**EXCERPTED TEXT**
──────────────────────────────

Studio album by Simone Simons
- Released: 23 August 2024
- Length: 46:04
- Label: Nuclear Blast
- Producer: Arjen Lucassen

Singles from Vermillion
- "Aeterna" Released: 7 May 2024; "In Love We Rust" Released: 6 June 2024; "R.E.D." Released: 18 July 2024; "Cradle to the Grave" Released: 23 August 2024;

= Vermillion (Simone Simons album) =

Vermillion is the debut solo album by the Dutch singer Simone Simons, lead singer of Epica. It was released on 23 August 2024.

== Track listing ==

Vermillion track listing
| No. | Title | Lyrics | Music | Length |
|---|---|---|---|---|
| 1. | "Aeterna" | Simone Simons; Lori Linstruth; Gjalt Lucassen; Jaap Toorenaar; | Arjen Lucassen | 6:02 |
| 2. | "In Love We Rust" | Simone Simons; Lori Linstruth; | Arjen Lucassen | 4:46 |
| 3. | "Cradle to the Grave" (featuring Alissa White-Gluz) | Simone Simons; Lori Linstruth; | Arjen Lucassen | 3:59 |
| 4. | "Fight or Flight" | Simone Simons; Lori Linstruth; | Arjen Lucassen | 5:24 |
| 5. | "Weight of My World" | Simone Simons; Lori Linstruth; | Arjen Lucassen | 4:21 |
| 6. | "Vermillion Dreams" | Simone Simons; Lori Linstruth; | Arjen Lucassen | 4:36 |
| 7. | "The Core" (featuring Mark Jansen) | Simone Simons; Lori Linstruth; | Arjen Lucassen | 3:56 |
| 8. | "Dystopia" | Simone Simons; Lori Linstruth; | Arjen Lucassen | 4:44 |
| 9. | "R.E.D." (featuring Mark Jansen) | Simone Simons; Lori Linstruth; | Arjen Lucassen | 4:04 |
| 10. | "Dark Night of the Soul" | Simone Simons | Arjen Lucassen; Joost van den Broek; | 4:12 |
| Total length: |  |  |  | 46:04 |

=== Notes ===
- "Weight of My World" is the only multilingual song on the album that contains lyrics in German, Dutch and English.

──────────────────────────────

**PROVIDED RECORDS**
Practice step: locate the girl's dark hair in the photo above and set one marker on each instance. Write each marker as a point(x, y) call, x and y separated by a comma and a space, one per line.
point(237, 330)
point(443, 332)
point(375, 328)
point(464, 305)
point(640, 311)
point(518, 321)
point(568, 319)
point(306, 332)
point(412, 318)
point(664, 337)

──────────────────────────────

**PROBLEMS TO SOLVE**
1/ According to the Vermillion article, which song on the album has lyrics in German, Dutch and English?
2/ Please list every single from Vermillion that the Vermillion article names.

**EXERCISE RESPONSES**
1/ "Weight of My World"

2/ "Aeterna", "In Love We Rust", "R.E.D." and "Cradle to the Grave"